TASK INPUTS:
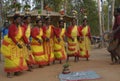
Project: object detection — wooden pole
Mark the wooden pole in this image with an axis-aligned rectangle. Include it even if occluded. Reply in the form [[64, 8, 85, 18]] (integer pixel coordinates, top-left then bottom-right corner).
[[98, 0, 102, 36]]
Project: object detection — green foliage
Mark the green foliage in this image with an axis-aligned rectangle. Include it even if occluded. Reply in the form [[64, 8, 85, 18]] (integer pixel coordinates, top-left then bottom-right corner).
[[81, 0, 99, 35]]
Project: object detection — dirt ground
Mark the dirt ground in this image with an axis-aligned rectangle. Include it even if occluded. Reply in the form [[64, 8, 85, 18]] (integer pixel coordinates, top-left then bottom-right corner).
[[0, 49, 120, 81]]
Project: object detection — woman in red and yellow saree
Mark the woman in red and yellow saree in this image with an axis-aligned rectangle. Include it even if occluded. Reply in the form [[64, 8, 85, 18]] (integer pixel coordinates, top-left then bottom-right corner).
[[66, 19, 79, 61], [42, 18, 54, 65], [1, 15, 28, 77], [54, 20, 67, 63], [79, 19, 91, 60], [31, 19, 48, 67], [23, 15, 35, 71]]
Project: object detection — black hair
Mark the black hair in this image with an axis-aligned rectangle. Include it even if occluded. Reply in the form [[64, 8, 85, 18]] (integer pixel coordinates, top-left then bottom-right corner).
[[36, 19, 43, 23], [83, 18, 88, 22], [13, 14, 21, 20], [23, 15, 31, 20], [45, 17, 51, 21]]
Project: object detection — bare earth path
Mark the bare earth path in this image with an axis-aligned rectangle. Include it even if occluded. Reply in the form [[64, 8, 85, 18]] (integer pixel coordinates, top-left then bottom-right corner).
[[0, 49, 120, 81]]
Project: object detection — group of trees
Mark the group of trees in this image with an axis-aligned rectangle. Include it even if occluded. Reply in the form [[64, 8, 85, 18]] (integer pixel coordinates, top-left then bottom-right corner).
[[0, 0, 120, 35]]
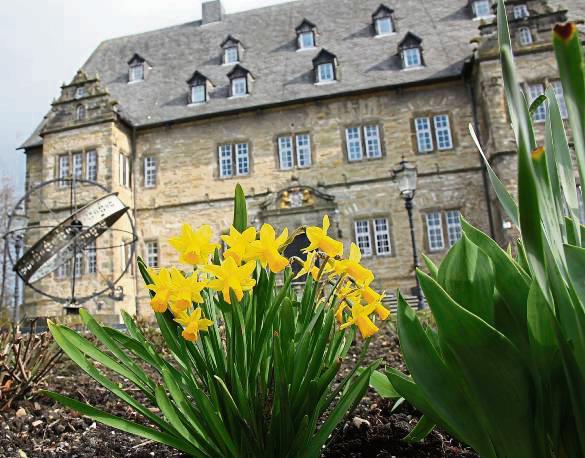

WHAT TO DO:
Can you write out all the records again with "axis-aligned rectangle" switched to "bounding box" everywhere and every other word unchanged, leaving out the pictures?

CORRECT ANSWER:
Project: object detection — wooden pole
Mark the wooden pole in this image with an bounding box. Include it even if occluded. Reply in the form [[64, 8, 85, 18]] (integer pixel coordinates, top-left then bottom-right corner).
[[98, 0, 102, 36]]
Project: object detection — green foliage
Mark the green foliage in this image with an bounding box. Include it even if occluded. Reply in the form [[64, 8, 85, 18]] (integer pixel coordinates, top-left then bottom-right corner).
[[81, 0, 99, 35]]
Project: object detection — dirt ground
Mark the dirt ground in this image with an bounding box. Include it even if occluded. Reply in the form [[64, 8, 85, 18]] (integer pixel coordinates, top-left then bottom-right corner).
[[0, 49, 120, 81]]
Project: object detection — woman in red and yellow saree
Mark the woman in red and yellow saree in this image with an bounding box. Include it even if occluded. Reply in the form [[64, 8, 85, 18]] (integer pixel coordinates, top-left then bottom-right corner).
[[66, 19, 79, 61], [42, 18, 54, 65], [1, 15, 28, 77], [54, 20, 67, 63], [79, 19, 91, 60], [31, 19, 48, 67], [23, 15, 35, 71]]
Project: object detection — black hair
Mark the black hair in this image with an bounding box. Include it even if occluded. Reply in the form [[64, 8, 85, 18]] (integer pixel coordinates, top-left then bottom-right corner).
[[36, 19, 43, 23], [83, 18, 88, 22], [13, 14, 21, 20], [23, 15, 31, 20], [45, 17, 51, 21]]
Project: object detection — bare earth path
Mark the bare earth path in this image with an bounding box. Include it even if occluded. Reply in the form [[64, 8, 85, 18]] (integer pixel coordinates, top-left then bottom-right corner).
[[0, 49, 120, 81]]
Project: object detection — group of trees
Mark the group of trees in this image with an bounding box. Include it even if occluded. Reply in the form [[64, 8, 85, 18]] (integer pixel coordinates, top-left then bottom-right corner).
[[0, 0, 120, 35]]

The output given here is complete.